Transcribe all of the listing below in full.

----- RECORDS FOR THIS EXERCISE

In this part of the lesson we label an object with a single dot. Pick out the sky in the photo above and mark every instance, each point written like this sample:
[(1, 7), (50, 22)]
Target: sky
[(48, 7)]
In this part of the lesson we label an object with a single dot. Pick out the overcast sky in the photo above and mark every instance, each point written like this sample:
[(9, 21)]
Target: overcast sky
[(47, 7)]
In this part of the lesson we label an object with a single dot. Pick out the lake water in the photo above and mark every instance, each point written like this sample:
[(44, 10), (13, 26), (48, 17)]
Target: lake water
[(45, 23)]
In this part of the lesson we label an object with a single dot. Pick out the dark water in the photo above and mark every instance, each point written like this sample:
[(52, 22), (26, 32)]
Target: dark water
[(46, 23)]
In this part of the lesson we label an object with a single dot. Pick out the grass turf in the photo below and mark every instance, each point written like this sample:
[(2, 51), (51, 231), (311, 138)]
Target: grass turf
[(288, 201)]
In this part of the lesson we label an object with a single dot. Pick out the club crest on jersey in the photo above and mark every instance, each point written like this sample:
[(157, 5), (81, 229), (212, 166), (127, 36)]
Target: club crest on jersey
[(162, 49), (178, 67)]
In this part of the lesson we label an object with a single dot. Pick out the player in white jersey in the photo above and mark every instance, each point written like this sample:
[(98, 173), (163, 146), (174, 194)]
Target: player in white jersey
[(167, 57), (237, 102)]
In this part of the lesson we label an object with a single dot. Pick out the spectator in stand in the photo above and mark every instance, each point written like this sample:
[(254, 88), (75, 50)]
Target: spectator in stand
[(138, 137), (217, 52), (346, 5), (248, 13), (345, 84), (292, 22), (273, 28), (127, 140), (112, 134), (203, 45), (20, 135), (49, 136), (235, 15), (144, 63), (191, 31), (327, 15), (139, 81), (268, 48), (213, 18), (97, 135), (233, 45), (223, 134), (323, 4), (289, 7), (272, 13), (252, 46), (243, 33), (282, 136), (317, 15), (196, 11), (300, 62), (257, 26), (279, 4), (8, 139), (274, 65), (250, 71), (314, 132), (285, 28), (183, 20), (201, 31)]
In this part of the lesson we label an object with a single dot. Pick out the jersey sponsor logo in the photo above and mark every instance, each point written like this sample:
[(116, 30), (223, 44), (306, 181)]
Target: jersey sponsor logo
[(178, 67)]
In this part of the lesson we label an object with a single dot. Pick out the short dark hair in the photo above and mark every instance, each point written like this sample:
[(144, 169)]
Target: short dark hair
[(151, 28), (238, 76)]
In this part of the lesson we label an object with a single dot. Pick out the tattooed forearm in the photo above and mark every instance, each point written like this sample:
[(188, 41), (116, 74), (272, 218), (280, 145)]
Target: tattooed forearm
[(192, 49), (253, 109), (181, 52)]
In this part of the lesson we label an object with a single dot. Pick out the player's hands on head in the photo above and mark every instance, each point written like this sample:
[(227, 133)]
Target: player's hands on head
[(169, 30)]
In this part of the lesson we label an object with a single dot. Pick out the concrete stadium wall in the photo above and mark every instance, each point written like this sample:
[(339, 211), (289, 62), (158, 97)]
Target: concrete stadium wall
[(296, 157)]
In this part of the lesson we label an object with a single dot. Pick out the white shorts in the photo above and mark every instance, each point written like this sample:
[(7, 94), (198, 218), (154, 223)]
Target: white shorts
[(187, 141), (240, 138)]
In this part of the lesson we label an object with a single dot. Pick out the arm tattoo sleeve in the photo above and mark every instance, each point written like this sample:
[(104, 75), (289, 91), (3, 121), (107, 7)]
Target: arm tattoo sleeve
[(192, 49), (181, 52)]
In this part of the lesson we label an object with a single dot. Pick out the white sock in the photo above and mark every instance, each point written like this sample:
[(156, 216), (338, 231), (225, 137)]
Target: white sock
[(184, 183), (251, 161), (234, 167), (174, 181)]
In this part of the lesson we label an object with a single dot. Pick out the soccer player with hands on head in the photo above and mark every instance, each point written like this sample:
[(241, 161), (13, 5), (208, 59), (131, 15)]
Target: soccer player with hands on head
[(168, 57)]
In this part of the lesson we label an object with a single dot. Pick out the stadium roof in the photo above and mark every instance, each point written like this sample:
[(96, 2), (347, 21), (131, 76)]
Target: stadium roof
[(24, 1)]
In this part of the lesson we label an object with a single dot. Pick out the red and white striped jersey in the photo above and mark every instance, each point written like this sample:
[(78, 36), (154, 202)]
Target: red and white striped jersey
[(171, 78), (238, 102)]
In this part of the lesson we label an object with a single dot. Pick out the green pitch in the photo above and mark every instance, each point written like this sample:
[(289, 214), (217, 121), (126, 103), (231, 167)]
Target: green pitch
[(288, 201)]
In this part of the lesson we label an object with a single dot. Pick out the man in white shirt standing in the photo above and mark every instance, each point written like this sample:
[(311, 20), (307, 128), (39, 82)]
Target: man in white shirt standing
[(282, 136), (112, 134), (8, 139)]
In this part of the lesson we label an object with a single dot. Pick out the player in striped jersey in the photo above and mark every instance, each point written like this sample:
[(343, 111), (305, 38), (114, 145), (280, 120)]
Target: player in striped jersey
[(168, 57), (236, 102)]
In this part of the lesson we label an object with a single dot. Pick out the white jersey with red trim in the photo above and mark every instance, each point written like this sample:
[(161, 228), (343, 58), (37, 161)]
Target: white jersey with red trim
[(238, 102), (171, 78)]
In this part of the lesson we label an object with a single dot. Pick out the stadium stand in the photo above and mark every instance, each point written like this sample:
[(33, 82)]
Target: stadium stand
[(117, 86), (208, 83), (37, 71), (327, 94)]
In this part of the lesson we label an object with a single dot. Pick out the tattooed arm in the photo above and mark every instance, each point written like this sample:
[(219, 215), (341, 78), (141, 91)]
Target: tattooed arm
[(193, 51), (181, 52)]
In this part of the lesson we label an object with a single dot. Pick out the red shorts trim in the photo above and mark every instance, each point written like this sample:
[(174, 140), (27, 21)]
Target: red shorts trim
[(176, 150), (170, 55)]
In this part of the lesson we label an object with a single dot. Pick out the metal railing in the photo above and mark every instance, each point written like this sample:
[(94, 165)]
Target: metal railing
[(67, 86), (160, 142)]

----------

▶ [TASK RESPONSE]:
In this part of the lesson we label an object with a single dot. Pick out the sky in the photo above and mark every instance, each point written like this sample:
[(1, 7), (50, 22)]
Target: sky
[(48, 7)]
In this part of the lesson we label an object with a single dot. Pick out the overcast sky in the photo above and mark every instance, each point written like this sample:
[(9, 21)]
Target: overcast sky
[(47, 7)]
In this part of the lesson we label an object with a single dot. Pick out the lake water in the photo above and mark every instance, each point written like this sample:
[(44, 10), (13, 26), (48, 17)]
Target: lake water
[(45, 23)]
In this part of the lesson we label an object with a single dot. Pick out the dark water in the photo above and mark every instance, each point written like this sample:
[(52, 22), (26, 32)]
Target: dark water
[(46, 23)]
In this part of the lesson we label an object with a single dot. Pick out the grass turf in the photo below and mark every instance, each point written like this sample:
[(2, 51), (51, 231), (311, 138)]
Target: grass turf
[(288, 201)]
In this part of the lesson we label an object with a single dot. Pick out the club crest on jersey in the photo above and mark every instance, each point written like this sample:
[(157, 5), (81, 229), (212, 166), (127, 36)]
Target: club crest on jersey
[(162, 49), (178, 67)]
In this part of the lesson we label an object with a single dot. Pick out the player in white jersey in the photo above and mark every instance, each point written like this sample:
[(98, 173), (163, 146), (174, 194)]
Target: player in white jersey
[(167, 57), (237, 102)]
In this part of the lesson we label an object with a single dot. Pick out the spectator in stand in the photo above and mark every instance, each point written like this sample:
[(254, 88), (75, 50)]
Target: spectator in stand
[(138, 137), (217, 52), (346, 5), (248, 13), (345, 84), (292, 22), (273, 28), (127, 140), (112, 134), (203, 45), (20, 135), (49, 136), (235, 15), (144, 63), (191, 31), (327, 15), (139, 81), (268, 48), (213, 18), (97, 135), (233, 45), (223, 134), (323, 4), (289, 7), (272, 13), (252, 46), (243, 33), (282, 136), (317, 15), (196, 11), (300, 62), (257, 26), (279, 4), (8, 139), (274, 65), (250, 71), (314, 132), (285, 28), (183, 20), (201, 31)]
In this part of the lesson we label an object with a single dot. Pick out the jersey sponsor logo in the photo above and mark every instance, each point written like this sample:
[(116, 30), (223, 44), (306, 181)]
Target: jersey sponsor logo
[(178, 67)]
In this part of the lesson we label an object with a single dot. Pick out the short dark hair in the photo above and mark every instance, each point written like this sample:
[(144, 169)]
Target: short dark hair
[(151, 28), (238, 76)]
In this part of the lesson we label an object with a single dot. Pick out the tattooed forearm in the photo above and mark every instance, each point written like this sample:
[(188, 41), (116, 74), (272, 218), (280, 145)]
Target: tattooed forearm
[(192, 49), (253, 109), (181, 52)]
In this part of the lesson we label an object with a single dot. Pick out the player's hands on head in the photo above and mark every instance, each point written like this sample:
[(227, 133)]
Target: player's hands on head
[(169, 30)]
In this part of the lesson we label an object with a single dot. Pick out the concrete stadium wall in the photo above and mark every instance, each point written like this sample:
[(339, 211), (289, 62), (158, 97)]
Target: concrete stadium wall
[(296, 157)]
In this part of the lesson we label an object with a single dot. Pick out the white shorts in the photo above and mark every instance, each point written like this sample:
[(7, 94), (198, 218), (154, 223)]
Target: white shorts
[(187, 141), (240, 138)]
In this part of the lesson we label an object with a single dot. Pick out the arm tattoo sleeve in the photo above and mark every instance, each point written like this sample:
[(104, 75), (289, 91), (3, 121), (107, 7)]
Target: arm tattoo sleeve
[(192, 49), (181, 52)]
In this part of the lesson we label an object with a single dot. Pick out the white sock in the photo above and mark every instance, each point written like this sample:
[(156, 216), (338, 231), (225, 137)]
Target: white sock
[(184, 183), (251, 161), (234, 167), (174, 181)]
In this part of the lesson we label an object with a single dot. Pick out the soccer player with hands on head in the photo above and mark every instance, each point written like this sample:
[(241, 161), (13, 5), (208, 59), (131, 15)]
Target: soccer player with hands on head
[(168, 57)]
In this part of the lesson we label an object with a single dot. Pick out the stadium roof in the photo above and mark every instance, each point written like this sample:
[(96, 2), (347, 21), (131, 76)]
Target: stadium roof
[(24, 1)]
In this part of the lesson we label an object with a single dot. Pick out the red and white striped jersey in the photo above and mark every instance, each point written like this sample:
[(78, 36), (154, 202)]
Target: red and white striped jersey
[(171, 78), (238, 102)]
In this part of the lesson we label an object with a single dot. Pick out the green pitch in the photo above and mark every instance, each point written like this sample:
[(289, 214), (217, 121), (126, 103), (231, 167)]
Target: green pitch
[(288, 201)]
In this part of the lesson we label an object with a single dot. Pick out the man in white shirt standing in the photo above and mark every instance, each point written like this sample:
[(311, 20), (307, 128), (39, 82)]
Target: man in white shirt standing
[(282, 136), (112, 134), (8, 139)]
In this part of the lesson we label an object with a single dot. Pick out the player in striped jersey in the photo above and mark every instance, each point written like this sample:
[(343, 111), (305, 38), (114, 145), (280, 120)]
Target: player in striped jersey
[(168, 57), (236, 102)]
In this part of the lesson we label an object with a single dot. Pick out the white jersey with red trim in the photo above and mark every instance, each point written like this sample:
[(161, 228), (343, 58), (37, 161)]
Target: white jersey with red trim
[(238, 102), (171, 78)]
In this part of the lesson we label an object with a single dot. Pick out the stadium stand in the photo above and mark every instance, each point written like this sample:
[(33, 82)]
Target: stadium stand
[(117, 86), (208, 83), (37, 71), (327, 94)]
In this part of the lesson we label an object with a single dot. Pick out the tattooed arm in the photo above and mark every instance, each point written like this sample:
[(219, 215), (341, 78), (141, 91)]
Target: tattooed arm
[(193, 51), (181, 52)]
In this part of the lesson we label an object with a single dot. Pick out the red shorts trim in the photo above and mark every instance, each point written like this sample:
[(174, 140), (27, 21)]
Target: red shorts trim
[(176, 150), (170, 55)]
In this part of the lesson we label an object with a single dot. Pick out the metal railing in the photo above and mark every instance, each point written like this sample:
[(94, 165)]
Target: metal railing
[(67, 86), (160, 142)]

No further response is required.